• _Exercise aim_
Turn everything from the line containing "stone pedestal, one" down to the end of the rows into a numbered list, leaving out blank lines.

• _Stored rows_
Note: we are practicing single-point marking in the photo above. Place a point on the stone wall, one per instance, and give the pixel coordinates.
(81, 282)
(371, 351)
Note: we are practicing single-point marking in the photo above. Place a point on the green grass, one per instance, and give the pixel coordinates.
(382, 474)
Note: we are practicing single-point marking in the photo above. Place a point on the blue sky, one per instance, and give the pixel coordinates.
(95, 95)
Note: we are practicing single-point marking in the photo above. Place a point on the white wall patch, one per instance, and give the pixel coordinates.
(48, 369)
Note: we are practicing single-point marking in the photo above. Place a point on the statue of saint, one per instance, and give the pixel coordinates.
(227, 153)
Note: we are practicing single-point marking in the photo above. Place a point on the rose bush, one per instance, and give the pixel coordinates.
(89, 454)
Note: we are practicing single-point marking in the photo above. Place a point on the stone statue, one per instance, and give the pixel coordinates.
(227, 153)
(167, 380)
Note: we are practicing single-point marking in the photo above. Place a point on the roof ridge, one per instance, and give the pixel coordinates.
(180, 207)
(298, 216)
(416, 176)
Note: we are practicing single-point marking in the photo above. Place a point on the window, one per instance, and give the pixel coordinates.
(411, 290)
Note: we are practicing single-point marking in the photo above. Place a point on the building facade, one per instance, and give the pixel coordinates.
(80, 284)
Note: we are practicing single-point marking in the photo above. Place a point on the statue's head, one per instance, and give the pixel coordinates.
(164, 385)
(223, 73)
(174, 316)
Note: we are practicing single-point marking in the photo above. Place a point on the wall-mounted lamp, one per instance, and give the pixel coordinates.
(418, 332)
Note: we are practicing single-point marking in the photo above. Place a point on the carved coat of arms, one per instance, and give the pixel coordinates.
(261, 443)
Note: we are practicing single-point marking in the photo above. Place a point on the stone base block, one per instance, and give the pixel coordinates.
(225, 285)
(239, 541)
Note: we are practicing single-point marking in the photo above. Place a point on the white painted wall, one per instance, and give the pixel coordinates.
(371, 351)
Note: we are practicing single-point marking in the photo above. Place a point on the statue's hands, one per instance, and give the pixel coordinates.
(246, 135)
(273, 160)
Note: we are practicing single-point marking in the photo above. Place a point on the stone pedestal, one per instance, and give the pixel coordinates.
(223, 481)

• _Expected answer_
1. Note: we are practicing single-point marking in the photo above. Place a point on the stone pedestal, one per instance, and give the pixel coordinates.
2. (223, 481)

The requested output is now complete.